A word-for-word transcript of every entry is required.

____

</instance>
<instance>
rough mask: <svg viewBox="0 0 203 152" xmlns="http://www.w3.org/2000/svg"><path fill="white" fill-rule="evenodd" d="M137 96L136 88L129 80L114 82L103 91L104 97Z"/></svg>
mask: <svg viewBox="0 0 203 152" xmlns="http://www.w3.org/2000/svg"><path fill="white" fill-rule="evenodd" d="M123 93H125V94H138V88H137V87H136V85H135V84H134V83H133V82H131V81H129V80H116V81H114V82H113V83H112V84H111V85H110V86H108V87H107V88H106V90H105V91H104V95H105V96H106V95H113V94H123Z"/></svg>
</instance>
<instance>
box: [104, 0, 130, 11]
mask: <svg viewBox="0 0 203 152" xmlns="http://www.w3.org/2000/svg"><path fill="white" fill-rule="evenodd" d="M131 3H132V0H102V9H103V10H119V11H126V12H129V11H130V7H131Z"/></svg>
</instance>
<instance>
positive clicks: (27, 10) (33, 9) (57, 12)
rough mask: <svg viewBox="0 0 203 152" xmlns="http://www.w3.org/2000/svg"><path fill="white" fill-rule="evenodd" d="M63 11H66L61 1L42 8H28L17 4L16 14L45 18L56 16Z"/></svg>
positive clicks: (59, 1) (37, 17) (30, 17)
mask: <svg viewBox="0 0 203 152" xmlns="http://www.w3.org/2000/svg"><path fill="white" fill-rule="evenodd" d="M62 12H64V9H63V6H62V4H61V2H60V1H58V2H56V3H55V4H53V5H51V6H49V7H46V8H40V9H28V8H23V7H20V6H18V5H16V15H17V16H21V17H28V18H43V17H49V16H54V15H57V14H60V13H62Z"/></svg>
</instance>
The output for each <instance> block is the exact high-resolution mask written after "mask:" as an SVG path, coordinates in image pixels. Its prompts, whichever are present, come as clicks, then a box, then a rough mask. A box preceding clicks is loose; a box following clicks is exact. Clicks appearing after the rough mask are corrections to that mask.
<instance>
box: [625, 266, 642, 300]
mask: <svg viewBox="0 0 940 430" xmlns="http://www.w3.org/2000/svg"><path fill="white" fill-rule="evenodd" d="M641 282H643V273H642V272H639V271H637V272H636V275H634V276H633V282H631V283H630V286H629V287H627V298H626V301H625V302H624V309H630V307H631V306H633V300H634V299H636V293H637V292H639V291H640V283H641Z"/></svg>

____

- **ANSWER**
</instance>
<instance>
rough mask: <svg viewBox="0 0 203 152" xmlns="http://www.w3.org/2000/svg"><path fill="white" fill-rule="evenodd" d="M137 96L136 88L129 80L114 82L103 91L104 97Z"/></svg>
mask: <svg viewBox="0 0 203 152" xmlns="http://www.w3.org/2000/svg"><path fill="white" fill-rule="evenodd" d="M123 93H125V94H138V88H137V87H136V85H135V84H134V83H133V82H131V81H129V80H116V81H114V82H113V83H112V84H111V85H110V86H108V87H107V88H106V90H105V91H104V95H105V96H106V95H113V94H123Z"/></svg>
</instance>
<instance>
box: [104, 0, 130, 11]
mask: <svg viewBox="0 0 203 152" xmlns="http://www.w3.org/2000/svg"><path fill="white" fill-rule="evenodd" d="M131 3H132V0H102V9H103V10H119V11H126V12H129V11H130V7H131Z"/></svg>
</instance>
<instance>
positive clicks: (27, 10) (33, 9) (57, 12)
rough mask: <svg viewBox="0 0 203 152" xmlns="http://www.w3.org/2000/svg"><path fill="white" fill-rule="evenodd" d="M63 11H66L61 1L42 8H28L17 4L16 14L45 18L56 16Z"/></svg>
positive clicks: (59, 1) (37, 17) (30, 17)
mask: <svg viewBox="0 0 203 152" xmlns="http://www.w3.org/2000/svg"><path fill="white" fill-rule="evenodd" d="M62 12H64V9H63V6H62V4H61V2H60V1H58V2H56V3H55V4H53V5H51V6H49V7H46V8H40V9H28V8H23V7H20V6H18V5H16V15H17V16H21V17H28V18H43V17H49V16H54V15H57V14H60V13H62Z"/></svg>
</instance>
The output for each <instance> block is the exact high-resolution mask written after "mask:" as an SVG path, coordinates in image pixels. Its prompts, whichever are present, come as clicks, then a box, then a rough mask. A box preceding clicks is loose; a box following clicks is exact. Clicks appearing after the rough mask are corrections to that mask.
<instance>
box: [625, 266, 642, 300]
mask: <svg viewBox="0 0 940 430" xmlns="http://www.w3.org/2000/svg"><path fill="white" fill-rule="evenodd" d="M641 282H643V273H642V272H639V271H637V272H636V275H634V276H633V282H631V283H630V286H629V287H627V298H626V301H625V302H624V309H630V307H631V306H633V300H634V299H636V293H637V292H639V291H640V283H641Z"/></svg>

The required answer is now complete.